━━ Dataset records

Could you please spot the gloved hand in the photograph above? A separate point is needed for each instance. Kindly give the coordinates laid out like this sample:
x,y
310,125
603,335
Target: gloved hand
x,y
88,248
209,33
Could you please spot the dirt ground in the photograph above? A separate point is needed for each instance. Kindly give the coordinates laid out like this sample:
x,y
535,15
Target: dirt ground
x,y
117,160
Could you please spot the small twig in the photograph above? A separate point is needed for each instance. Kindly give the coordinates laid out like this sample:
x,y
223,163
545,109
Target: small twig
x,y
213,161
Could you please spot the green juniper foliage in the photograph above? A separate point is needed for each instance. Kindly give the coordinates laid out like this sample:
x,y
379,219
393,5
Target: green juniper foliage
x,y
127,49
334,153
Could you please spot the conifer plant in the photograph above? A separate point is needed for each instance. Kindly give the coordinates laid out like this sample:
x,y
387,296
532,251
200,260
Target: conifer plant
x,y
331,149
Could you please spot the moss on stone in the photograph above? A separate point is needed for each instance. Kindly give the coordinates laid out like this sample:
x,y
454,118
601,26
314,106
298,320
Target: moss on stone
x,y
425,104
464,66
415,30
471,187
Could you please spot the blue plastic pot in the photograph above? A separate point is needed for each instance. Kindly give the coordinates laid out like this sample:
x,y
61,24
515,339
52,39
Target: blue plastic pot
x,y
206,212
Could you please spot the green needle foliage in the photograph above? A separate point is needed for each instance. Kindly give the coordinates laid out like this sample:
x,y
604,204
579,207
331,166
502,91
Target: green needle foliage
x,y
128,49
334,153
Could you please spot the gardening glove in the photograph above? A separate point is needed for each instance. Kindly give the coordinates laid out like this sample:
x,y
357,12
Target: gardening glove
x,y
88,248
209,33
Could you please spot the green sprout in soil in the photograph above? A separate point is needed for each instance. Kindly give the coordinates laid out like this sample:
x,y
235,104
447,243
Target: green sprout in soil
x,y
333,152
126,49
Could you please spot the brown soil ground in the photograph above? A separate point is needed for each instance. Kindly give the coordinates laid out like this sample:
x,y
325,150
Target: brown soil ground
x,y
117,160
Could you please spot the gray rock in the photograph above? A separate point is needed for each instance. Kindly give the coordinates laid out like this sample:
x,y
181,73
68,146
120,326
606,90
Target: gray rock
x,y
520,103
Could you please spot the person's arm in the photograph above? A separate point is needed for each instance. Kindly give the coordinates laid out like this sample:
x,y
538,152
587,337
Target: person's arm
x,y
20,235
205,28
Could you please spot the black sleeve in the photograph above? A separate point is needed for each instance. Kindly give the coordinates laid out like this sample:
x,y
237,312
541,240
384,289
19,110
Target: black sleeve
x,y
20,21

━━━━
━━ Dataset records

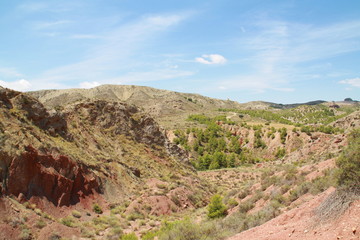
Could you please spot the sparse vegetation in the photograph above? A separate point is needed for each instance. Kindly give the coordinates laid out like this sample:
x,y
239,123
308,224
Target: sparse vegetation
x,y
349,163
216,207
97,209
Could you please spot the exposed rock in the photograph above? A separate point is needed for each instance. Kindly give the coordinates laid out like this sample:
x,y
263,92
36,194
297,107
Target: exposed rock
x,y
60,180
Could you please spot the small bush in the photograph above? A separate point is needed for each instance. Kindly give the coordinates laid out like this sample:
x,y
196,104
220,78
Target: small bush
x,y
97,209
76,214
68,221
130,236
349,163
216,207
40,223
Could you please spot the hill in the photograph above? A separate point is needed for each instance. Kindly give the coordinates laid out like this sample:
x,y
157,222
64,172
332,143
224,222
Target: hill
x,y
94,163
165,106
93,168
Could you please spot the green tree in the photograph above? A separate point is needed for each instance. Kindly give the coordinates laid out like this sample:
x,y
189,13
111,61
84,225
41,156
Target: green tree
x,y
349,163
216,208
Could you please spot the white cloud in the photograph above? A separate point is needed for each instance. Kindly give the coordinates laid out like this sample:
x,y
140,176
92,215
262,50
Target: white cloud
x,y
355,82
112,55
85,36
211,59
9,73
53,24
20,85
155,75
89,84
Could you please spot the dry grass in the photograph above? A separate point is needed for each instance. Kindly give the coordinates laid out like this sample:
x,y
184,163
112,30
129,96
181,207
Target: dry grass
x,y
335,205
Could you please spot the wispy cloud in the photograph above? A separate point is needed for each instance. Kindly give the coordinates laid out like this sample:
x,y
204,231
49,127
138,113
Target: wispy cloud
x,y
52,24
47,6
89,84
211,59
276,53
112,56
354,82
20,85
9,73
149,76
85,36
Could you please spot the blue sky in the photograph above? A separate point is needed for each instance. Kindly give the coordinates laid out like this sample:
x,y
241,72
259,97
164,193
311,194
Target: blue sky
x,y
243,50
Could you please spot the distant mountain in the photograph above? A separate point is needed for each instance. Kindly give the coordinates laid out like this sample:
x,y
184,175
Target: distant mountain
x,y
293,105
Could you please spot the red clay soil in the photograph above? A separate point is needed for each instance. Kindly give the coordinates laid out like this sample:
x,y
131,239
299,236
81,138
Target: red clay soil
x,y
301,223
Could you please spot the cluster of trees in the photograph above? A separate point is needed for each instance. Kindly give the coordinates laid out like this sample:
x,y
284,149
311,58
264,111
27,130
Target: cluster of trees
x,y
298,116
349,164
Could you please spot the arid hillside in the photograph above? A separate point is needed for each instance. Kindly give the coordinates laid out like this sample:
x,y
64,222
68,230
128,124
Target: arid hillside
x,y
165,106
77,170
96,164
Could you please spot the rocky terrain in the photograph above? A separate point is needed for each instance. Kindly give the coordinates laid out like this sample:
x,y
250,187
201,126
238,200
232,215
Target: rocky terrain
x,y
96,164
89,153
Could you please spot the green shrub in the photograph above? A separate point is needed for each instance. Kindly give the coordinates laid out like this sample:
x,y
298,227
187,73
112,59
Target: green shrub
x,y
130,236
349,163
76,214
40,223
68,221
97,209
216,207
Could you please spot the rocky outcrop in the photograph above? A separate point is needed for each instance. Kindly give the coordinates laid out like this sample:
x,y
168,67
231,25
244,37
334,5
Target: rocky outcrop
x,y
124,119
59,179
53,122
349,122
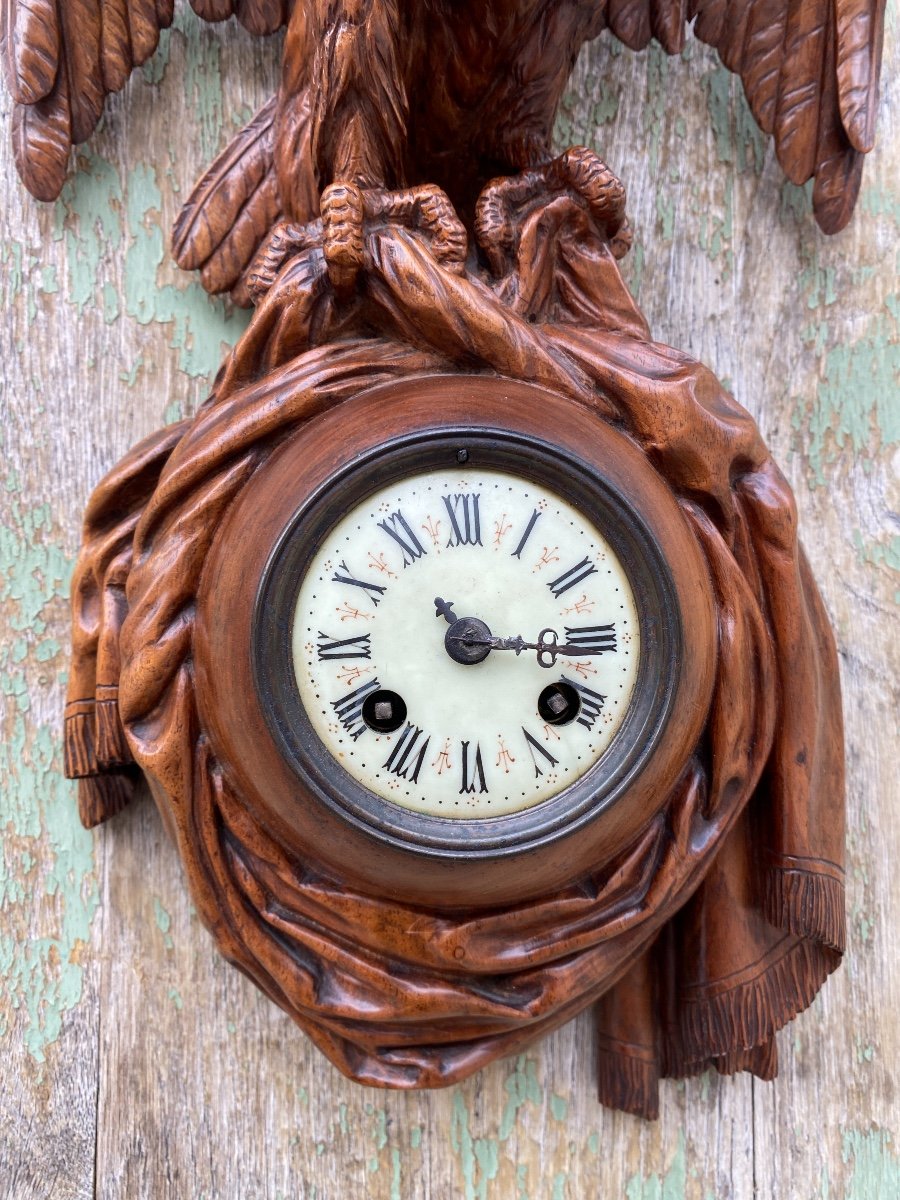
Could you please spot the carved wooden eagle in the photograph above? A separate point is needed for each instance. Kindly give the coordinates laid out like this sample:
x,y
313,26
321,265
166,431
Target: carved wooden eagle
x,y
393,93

━━━━
━━ Dataset records

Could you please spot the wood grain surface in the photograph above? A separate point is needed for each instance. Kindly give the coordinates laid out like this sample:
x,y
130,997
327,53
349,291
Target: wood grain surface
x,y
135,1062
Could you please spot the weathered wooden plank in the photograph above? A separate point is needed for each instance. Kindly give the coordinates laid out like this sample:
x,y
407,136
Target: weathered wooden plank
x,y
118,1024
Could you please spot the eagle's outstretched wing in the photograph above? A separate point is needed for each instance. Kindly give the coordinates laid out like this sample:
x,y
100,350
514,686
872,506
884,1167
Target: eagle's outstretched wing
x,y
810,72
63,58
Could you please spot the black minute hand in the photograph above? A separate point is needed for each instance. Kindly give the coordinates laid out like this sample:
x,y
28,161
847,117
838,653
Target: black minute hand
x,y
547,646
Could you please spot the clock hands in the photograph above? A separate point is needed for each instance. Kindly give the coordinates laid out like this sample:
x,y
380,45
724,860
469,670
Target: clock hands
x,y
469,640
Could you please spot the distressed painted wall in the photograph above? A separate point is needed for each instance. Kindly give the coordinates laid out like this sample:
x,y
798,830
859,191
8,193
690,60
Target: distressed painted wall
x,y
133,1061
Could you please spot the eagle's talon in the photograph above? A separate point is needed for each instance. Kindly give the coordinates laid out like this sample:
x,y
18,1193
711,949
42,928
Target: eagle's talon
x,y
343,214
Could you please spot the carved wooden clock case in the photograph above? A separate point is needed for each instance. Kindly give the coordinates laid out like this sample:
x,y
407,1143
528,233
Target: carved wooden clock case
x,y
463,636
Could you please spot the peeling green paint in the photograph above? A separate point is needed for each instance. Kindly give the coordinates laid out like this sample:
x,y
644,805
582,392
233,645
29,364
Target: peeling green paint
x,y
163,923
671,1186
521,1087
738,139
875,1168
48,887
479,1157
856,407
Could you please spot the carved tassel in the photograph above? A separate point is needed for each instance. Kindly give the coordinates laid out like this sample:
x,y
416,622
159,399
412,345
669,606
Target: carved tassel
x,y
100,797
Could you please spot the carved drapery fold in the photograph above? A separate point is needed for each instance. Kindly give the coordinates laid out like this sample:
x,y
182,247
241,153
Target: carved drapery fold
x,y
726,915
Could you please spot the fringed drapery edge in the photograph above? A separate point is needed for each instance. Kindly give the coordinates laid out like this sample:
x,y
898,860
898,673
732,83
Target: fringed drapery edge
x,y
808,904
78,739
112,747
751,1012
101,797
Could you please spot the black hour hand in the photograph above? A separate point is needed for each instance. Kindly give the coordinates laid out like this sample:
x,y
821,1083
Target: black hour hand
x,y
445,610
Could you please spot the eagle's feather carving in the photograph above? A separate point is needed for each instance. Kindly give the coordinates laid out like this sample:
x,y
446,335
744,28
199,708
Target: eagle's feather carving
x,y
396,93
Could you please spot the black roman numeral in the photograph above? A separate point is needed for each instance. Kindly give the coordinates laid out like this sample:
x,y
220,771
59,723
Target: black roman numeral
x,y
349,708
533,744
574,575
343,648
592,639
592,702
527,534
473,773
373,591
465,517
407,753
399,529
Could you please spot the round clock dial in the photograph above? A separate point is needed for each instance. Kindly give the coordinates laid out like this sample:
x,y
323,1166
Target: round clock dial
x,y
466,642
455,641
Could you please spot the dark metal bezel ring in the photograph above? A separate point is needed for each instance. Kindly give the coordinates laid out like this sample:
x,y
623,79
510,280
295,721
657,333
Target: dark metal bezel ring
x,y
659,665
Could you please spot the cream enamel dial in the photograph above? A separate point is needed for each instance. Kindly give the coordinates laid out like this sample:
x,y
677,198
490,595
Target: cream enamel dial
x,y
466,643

━━━━

What to work on »
Pick out every line of the material above that contains the string "trees", and copy each of those lines. Case counts.

Task answer »
Could you please spot the cluster of trees in the photograph above? A separate point is needed for each instance. Kindly give the coordinates laid out like this sample:
Target: cluster of trees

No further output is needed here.